Reproduce the stretch of the interview excerpt on AI in drug creation from "We want to build" through "for patient selection.", word for word.

**Source extract**.
▼

There are two things that are so exciting about this collaboration with Sanofi. One is scale — we’re doing 15 projects over the next few years.
But this is not just about drug design and discovery. It’s also about how we can use AI to selectively prioritize the drug targets we want to work on together, and how we can use AI to select the patients we want in clinical trials. With precision medicine in particular, we’re working on patient-centric tissue models where we actually take tissue samples from oncology patients [to get clinical insights], and we’re working on developing this approach for pathological diseases. And we’re using deep learning approaches to analyze [patient responses] on the single cell level.
So, it’s this application of AI across the entire dug creation pipeline that’s really exciting about this collaboration.
What are the gaps in AI capabilities that still need to be filled?
We want to build out an AI-first approach for the entire drug creation process — from the initiation of the idea to the approval and marketing of the drug. One of the things we [have to do] is continuously accept new challenges, particularly as we develop our own pipeline. As we progress forward and we take on new challenges and move deeper into the clinic, we are excited about using AI for patient selection.
Another area we could improve upon is looking at how to apply AI deeper into the clinic and how we design clinical trials. And then ultimately, how do we go more broadly and expand the types of modalities that could be designed with AI?
How will Exscientia approach making these advancements in the realm of using AI for clinical trials?
We will certainly be looking to make improvements as we face new challenges. And we’re tackling these problems now, even before growing a large clinical pipeline. This year, you'll start to see new announcements about how we grow into clinical innovation.
We’re also working on growing out our physical network to expand the set of relationships we have with hospitals and physicians, particularly in terms of building relationships where we can source additional tissue samples or bio banks and provide additional data on personalized screening back to clinicians. In fact, we've already built a network of over 70 different sites across Europe, and we'll be looking to expand that as we as we go forward. We are actively looking at how to develop our clinical AI strategy.
What kinds of challenges do you face when it comes to working with datasets?

▲

**Extracted records**.
▼

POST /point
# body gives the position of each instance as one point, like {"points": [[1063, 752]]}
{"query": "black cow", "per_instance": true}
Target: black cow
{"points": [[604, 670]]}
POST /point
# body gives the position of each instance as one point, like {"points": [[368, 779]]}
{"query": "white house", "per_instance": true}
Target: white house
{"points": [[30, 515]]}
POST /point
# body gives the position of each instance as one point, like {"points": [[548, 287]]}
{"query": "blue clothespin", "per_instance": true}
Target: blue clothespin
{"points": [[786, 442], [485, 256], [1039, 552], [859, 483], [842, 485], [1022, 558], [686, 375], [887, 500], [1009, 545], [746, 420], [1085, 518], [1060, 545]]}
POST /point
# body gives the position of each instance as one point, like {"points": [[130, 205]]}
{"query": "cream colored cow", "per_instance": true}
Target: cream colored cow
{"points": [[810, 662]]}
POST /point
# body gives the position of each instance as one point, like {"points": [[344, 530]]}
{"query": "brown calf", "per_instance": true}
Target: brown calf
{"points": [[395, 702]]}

▲

**Answer below**.
We want to build out an AI-first approach for the entire drug creation process — from the initiation of the idea to the approval and marketing of the drug. One of the things we [have to do] is continuously accept new challenges, particularly as we develop our own pipeline. As we progress forward and we take on new challenges and move deeper into the clinic, we are excited about using AI for patient selection.